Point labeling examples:

--------------------------------------------------

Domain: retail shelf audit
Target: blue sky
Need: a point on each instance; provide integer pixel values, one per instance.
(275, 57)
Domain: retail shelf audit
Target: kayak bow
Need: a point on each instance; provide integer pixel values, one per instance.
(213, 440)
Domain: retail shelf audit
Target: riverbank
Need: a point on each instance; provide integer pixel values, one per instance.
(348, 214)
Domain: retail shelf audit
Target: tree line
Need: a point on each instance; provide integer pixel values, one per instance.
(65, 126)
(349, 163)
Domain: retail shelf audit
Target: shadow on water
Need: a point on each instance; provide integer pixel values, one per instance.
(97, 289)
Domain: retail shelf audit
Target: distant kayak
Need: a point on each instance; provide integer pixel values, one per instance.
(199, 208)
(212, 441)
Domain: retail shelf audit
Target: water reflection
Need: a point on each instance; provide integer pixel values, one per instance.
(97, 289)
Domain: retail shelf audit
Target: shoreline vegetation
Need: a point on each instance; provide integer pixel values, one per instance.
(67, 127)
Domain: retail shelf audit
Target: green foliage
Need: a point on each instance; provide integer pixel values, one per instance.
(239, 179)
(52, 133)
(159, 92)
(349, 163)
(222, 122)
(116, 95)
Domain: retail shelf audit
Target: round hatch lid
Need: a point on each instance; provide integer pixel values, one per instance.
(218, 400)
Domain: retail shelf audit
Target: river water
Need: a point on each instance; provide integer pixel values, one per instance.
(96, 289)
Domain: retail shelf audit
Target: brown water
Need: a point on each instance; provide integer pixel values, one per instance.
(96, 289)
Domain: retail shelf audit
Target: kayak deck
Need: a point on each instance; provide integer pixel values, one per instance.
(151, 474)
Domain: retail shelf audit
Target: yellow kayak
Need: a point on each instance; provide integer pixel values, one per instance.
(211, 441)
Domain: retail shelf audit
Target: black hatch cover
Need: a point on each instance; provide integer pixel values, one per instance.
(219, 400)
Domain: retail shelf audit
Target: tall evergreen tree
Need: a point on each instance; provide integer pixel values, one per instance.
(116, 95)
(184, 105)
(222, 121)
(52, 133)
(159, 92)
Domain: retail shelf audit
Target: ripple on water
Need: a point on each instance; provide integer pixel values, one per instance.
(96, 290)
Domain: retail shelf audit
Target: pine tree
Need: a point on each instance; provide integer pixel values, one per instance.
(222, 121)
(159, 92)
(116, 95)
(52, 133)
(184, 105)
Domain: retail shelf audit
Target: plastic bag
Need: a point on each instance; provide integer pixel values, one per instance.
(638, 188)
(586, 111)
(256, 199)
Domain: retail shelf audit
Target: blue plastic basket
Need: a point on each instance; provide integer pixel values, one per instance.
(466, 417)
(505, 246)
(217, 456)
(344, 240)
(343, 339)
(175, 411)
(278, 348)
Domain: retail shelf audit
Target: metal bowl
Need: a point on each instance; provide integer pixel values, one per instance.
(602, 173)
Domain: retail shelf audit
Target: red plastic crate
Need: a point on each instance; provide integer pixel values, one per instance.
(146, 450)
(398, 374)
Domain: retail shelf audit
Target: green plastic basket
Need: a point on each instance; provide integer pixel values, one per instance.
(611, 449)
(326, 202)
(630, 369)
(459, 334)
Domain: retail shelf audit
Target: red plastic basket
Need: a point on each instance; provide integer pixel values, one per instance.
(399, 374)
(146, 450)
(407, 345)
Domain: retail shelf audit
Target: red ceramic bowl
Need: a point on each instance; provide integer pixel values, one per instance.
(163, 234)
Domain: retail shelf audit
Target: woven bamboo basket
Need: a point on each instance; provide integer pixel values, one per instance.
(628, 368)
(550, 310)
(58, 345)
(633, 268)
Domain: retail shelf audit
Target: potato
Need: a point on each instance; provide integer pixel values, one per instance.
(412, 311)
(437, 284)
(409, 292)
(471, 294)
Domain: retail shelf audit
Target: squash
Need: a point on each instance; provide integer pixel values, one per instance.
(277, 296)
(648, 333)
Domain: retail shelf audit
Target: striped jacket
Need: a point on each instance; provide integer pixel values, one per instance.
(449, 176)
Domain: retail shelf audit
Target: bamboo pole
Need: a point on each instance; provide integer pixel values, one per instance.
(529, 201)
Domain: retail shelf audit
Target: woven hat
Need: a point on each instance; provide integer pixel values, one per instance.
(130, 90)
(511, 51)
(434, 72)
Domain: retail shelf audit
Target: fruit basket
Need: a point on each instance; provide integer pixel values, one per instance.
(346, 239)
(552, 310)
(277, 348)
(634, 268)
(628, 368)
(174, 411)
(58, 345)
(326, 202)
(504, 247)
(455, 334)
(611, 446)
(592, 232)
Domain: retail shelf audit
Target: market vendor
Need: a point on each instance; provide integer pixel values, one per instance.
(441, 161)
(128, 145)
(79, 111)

--------------------------------------------------

## Direction
Extract the complete listing verbatim.

## Written response
Domain: retail shelf audit
Target: blue sky
Need: a point on each instance; provide integer pixel values, one per instance.
(275, 57)
Domain: retail shelf audit
Target: kayak bow
Need: a point on each instance; provide integer pixel values, one per instance.
(213, 440)
Domain: retail shelf audit
Target: riverbank
Need: a point on each instance; provide integer pixel values, one per instance.
(348, 214)
Domain: retail shelf audit
Target: tree line
Need: a point on each instance; provide integer pixel values, one per instance.
(65, 126)
(349, 163)
Domain: retail shelf audit
Target: shadow on water
Need: a point on each instance; provide integer pixel values, one per instance.
(97, 289)
Domain: retail shelf audit
Target: distant kayak
Need: a point on each instance; provide integer pixel values, one per instance.
(199, 208)
(212, 441)
Domain: retail shelf audit
Target: water reflection
Need: a point on each instance; provide integer pixel values, one per instance.
(97, 289)
Domain: retail shelf audit
Target: shoreline vegetation
Need: a point on each instance; provide integer pixel values, one per instance.
(67, 127)
Domain: retail shelf audit
Target: green foliage
Need: a point on each instance; provide integer pixel values, one per instance.
(239, 179)
(52, 133)
(159, 92)
(349, 163)
(222, 122)
(116, 95)
Domain: retail shelf audit
Target: round hatch lid
Need: a point on each instance; provide integer pixel values, one per instance.
(218, 400)
Domain: retail shelf audit
Target: river water
Need: a point on each instance; provide integer pixel values, one per instance.
(96, 289)
Domain: retail shelf audit
Target: brown water
Need: a point on each instance; provide integer pixel values, one per instance.
(96, 289)
Domain: retail shelf audit
Target: kayak deck
Need: a point on each instance; provide integer pixel values, one per instance.
(151, 474)
Domain: retail shelf audit
Target: yellow kayak
Need: a point on each instance; provide integer pixel values, one per instance.
(211, 441)
Domain: retail shelf audit
Target: black hatch cover
Need: a point on each instance; provide integer pixel values, one per instance.
(219, 400)
Domain: retail shelf audit
Target: tall evergreen tree
Need: a point on each instance; provide integer pixel values, one per instance.
(116, 95)
(184, 105)
(222, 121)
(52, 133)
(159, 92)
Domain: retail shelf audit
Target: ripple on water
Need: a point on each instance; provide integer pixel values, one per instance.
(96, 290)
Domain: retail shelf audit
Target: pine tree
Need: a point on each instance; provide integer pixel values, one per instance.
(222, 121)
(159, 92)
(116, 95)
(52, 133)
(184, 105)
Domain: retail shelf audit
Target: plastic bag
Need: a point on each instance; provide integer pixel values, one per instance.
(638, 188)
(586, 111)
(256, 199)
Domain: retail shelf audit
Target: blue plastic basket
Need: a point on each instance; provide integer pixel values, one per instance.
(466, 417)
(505, 246)
(217, 456)
(344, 240)
(343, 339)
(175, 411)
(278, 348)
Domain: retail shelf audit
Target: metal bowl
Need: a point on each instance; provide integer pixel values, one per instance.
(602, 173)
Domain: retail shelf audit
Target: red plastic crate
Need: a point on each instance; provide integer pixel values, one per instance.
(146, 450)
(398, 374)
Domain: retail shelf audit
Target: green plastic basket
Need: a point on each instance; provide integer pixel values, one per instance.
(611, 449)
(326, 202)
(630, 369)
(459, 334)
Domain: retail shelf audit
Target: red plastic basket
Need: a point on each instance; provide integer pixel values, one per instance.
(399, 374)
(146, 450)
(407, 345)
Domain: retail shelf audit
Target: red ceramic bowl
Need: a point on each instance; provide integer pixel values, one per instance.
(163, 234)
Domain: retail shelf audit
Target: woven bamboo basket
Need: a point on each instance; provide integer pixel values, one per instance.
(628, 368)
(550, 310)
(58, 345)
(633, 268)
Domain: retail shelf audit
Target: potato
Need: a point on each instance; provide integer pixel values, one per instance.
(412, 311)
(437, 284)
(409, 292)
(471, 294)
Domain: retail shelf audit
Target: squash
Need: a point on each instance; provide integer pixel values, one per instance.
(277, 296)
(648, 333)
Domain: retail shelf audit
Target: striped jacket
Need: a point on each instance; provide integer pixel values, one per instance.
(449, 176)
Domain: retail shelf audit
Target: bamboo pole
Need: a point on each instance; provide integer pixel values, one per instance.
(529, 201)
Domain: retail shelf audit
Target: woven hat
Need: a point on each instance; provide integer pixel values, one per instance.
(130, 90)
(511, 51)
(434, 72)
Domain: retail shelf audit
Target: fruit basket
Need: a point on each instance; provide integer pixel values, one per instance.
(346, 239)
(552, 310)
(277, 348)
(634, 268)
(628, 368)
(174, 411)
(58, 345)
(326, 202)
(504, 247)
(455, 334)
(611, 446)
(592, 232)
Domain: retail shelf audit
Target: market vendor
Need: a point on each instance; provide integer pixel values, one per instance.
(441, 161)
(128, 145)
(79, 111)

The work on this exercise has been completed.